INSTRUCTIONS:
(a) From the Karachi protest report below, output the part that opens with the words containing "Pakistan’s Prime Minister" and closes with "Hospital in Karachi.", copied word for word.
(b) In the Karachi protest report below, why did scuffles break out between the student marchers and the police?

EXERCISE PASSAGE:
Student members of Jamaat-e-Islami, a religious political party, tried to march toward the French Consulate in Karachi today. Scuffles broke out between participan­ts and the police when officials tried to block their way. About 200 protesters gathered at the site, according to police. The party claimed 2,500 people attended.

Pakistan’s Prime Minister Nawaz Sharif and the lower house of parliament yesterday condemned the publicatio­n of the cartoons in the Paris-based satirical weekly. Twelve people were killed in the initial attack on Charlie Hebdo, which had received threats because of an earlier depiction of Mohammed. After a manhunt for the killers, 17 people were dead in Paris’s deadliest attacks in more than half a century.

An AFP photograph­er was shot and hurt, the agency said, without giving details. A protester and a policeman were also injured, according to Seemi Jamali, spokeswoma­n for Jinnah Hospital in Karachi.

INFORMATION:
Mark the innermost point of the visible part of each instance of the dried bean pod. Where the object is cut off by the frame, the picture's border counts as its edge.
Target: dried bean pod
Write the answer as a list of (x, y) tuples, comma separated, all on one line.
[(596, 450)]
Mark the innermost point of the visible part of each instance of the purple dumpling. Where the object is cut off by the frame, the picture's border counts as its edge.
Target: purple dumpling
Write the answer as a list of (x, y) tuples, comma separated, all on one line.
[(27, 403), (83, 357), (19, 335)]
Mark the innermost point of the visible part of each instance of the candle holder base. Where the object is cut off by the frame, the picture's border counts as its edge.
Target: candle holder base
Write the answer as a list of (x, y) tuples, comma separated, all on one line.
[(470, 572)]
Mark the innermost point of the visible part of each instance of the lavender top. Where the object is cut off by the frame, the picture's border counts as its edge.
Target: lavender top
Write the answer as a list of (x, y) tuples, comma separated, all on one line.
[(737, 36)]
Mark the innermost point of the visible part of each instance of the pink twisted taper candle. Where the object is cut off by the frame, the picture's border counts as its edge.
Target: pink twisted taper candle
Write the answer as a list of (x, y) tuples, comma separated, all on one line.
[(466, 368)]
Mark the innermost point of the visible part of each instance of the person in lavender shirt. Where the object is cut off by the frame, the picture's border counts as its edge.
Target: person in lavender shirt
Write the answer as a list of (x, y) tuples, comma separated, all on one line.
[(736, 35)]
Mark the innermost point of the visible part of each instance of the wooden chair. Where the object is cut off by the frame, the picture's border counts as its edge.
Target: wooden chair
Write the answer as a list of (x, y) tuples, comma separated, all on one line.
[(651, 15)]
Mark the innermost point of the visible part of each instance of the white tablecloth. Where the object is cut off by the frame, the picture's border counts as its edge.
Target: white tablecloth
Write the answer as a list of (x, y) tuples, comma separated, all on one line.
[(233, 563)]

RESULTS FOR EACH TASK:
(a)
Pakistan’s Prime Minister Nawaz Sharif and the lower house of parliament yesterday condemned the publicatio­n of the cartoons in the Paris-based satirical weekly. Twelve people were killed in the initial attack on Charlie Hebdo, which had received threats because of an earlier depiction of Mohammed. After a manhunt for the killers, 17 people were dead in Paris’s deadliest attacks in more than half a century.

An AFP photograph­er was shot and hurt, the agency said, without giving details. A protester and a policeman were also injured, according to Seemi Jamali, spokeswoma­n for Jinnah Hospital in Karachi.

(b) The scuffles broke out when officials tried to block the marchers' way as they headed toward the French Consulate in Karachi.